WESTFIELD- Youth football coaches are speaking out against the proposed bill that would ban tackle football for youth in grades six and younger. The bill is in the Public Health Committee of the state’s House of Representatives.
The bill, proposed by Rep. Paul Schmid of Wesport, cites the risk of concussions and the development of Chronic Traumatic Encephalopathy (CTE) as the reasons for the proposed ban.
“Increasingly, science is telling us that hits to the head are bad, and that the sooner they start, the younger you are when they start, they worse it is for you,” Schmid told the Public Health Committee.
Flag football and other non-tackle forms of the sport would still be allowed as there is little to no hard contact.
Westfield High School football coach Rob Parent said that banning youth football may actually make the sport more dangerous for those kids when they play when they get older.
“Tackle football is not an easy sport to play. It’s simple physics,” said Parent, “When the players are much smaller and we can teach them the proper way to make tackles and play the game, the impacts are much less.”
He added that if the players are only learning to play the game for the first time when they are bigger and in high school, it could put them in jeopardy of making improper, unsafe tackles and making the game less safe overall.
State Rep. John C. Velis called the proposed ban “absolutely absurd” and compared it to recently proposed bills that would ban balloons or ban people from saying B–ch in Massachusetts.
“To ban tackle football for those in [seventh] grade or younger defies logic,” said Velis, “We need to get back to doing the work that the people sent us to Boston for.”
Velis said that he thinks the choice to play tackle football should be entirely between the kids and their parents. He also noted that he does not think the bill will ever see a vote outside of committee.
In the language of Schmid’s bill, fines of $2,000 would be imposed for every violation of the ban. The penalty would increase for subsequent violations or if the player experiences “serious physical harm”.
Schmid said once that this is only his first attempt in filing the bill in committee so that it can be raised for public discussion and he can then work out the details.
The bill (H 2007) is titled “An act for no organized head impacts to schoolchildren” or “NO HITS” when abbreviated.

* _Data excerpts_:
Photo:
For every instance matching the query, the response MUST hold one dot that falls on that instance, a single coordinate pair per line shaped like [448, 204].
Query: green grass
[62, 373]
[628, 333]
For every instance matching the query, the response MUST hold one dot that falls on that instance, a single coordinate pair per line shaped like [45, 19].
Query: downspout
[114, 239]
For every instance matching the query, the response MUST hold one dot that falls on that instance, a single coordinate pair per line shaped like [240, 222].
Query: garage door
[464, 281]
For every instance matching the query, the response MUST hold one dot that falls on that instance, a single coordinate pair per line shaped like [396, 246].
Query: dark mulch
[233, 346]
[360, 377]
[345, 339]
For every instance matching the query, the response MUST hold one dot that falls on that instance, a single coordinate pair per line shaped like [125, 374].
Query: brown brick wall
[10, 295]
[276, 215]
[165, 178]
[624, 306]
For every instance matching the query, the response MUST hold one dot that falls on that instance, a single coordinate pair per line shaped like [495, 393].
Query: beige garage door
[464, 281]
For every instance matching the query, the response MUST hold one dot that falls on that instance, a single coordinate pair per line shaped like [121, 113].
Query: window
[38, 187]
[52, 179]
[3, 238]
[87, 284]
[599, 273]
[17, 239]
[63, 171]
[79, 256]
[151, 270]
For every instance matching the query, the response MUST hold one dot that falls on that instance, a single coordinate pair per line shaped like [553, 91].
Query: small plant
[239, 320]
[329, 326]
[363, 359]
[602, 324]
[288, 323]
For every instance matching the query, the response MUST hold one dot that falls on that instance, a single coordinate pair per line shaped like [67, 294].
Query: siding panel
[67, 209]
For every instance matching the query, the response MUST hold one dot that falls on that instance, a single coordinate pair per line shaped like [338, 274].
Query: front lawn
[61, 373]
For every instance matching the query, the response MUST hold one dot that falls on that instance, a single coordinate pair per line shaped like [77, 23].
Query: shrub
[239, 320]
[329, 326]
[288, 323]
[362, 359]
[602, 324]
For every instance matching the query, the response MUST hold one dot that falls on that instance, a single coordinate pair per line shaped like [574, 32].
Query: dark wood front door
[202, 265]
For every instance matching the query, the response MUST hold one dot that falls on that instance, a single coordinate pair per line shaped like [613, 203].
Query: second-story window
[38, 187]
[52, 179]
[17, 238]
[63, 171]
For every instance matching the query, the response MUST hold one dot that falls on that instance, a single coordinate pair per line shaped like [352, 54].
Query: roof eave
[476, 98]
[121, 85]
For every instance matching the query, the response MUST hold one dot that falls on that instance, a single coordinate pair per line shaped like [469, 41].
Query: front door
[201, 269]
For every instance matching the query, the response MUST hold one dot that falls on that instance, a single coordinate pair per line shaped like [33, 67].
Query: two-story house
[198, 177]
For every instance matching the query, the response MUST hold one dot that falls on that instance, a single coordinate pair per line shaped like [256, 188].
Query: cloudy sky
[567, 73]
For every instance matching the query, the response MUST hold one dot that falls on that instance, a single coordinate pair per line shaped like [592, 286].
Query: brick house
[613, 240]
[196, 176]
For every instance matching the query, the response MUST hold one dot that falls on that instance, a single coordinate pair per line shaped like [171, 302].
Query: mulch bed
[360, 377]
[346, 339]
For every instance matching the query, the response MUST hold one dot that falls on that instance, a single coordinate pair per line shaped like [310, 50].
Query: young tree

* _Activity list_:
(1) Rewrite the youth football article from "The bill, proposed" to "the proposed ban.", swapping "concussions" for "head injuries".
(2) Summarize the youth football article in two sentences.
The listing has no part in this work.

* _Problem solutions_:
(1)
The bill, proposed by Rep. Paul Schmid of Wesport, cites the risk of head injuries and the development of Chronic Traumatic Encephalopathy (CTE) as the reasons for the proposed ban.

(2) A bill proposed by Rep. Paul Schmid would ban tackle football for youth in grades six and younger, citing the risk of concussions and CTE, and would impose fines of $2,000 for every violation. Westfield High School coach Rob Parent argued that the ban could make the sport more dangerous for older players, and State Rep. John C. Velis called it "absolutely absurd," saying the choice should be between kids and their parents.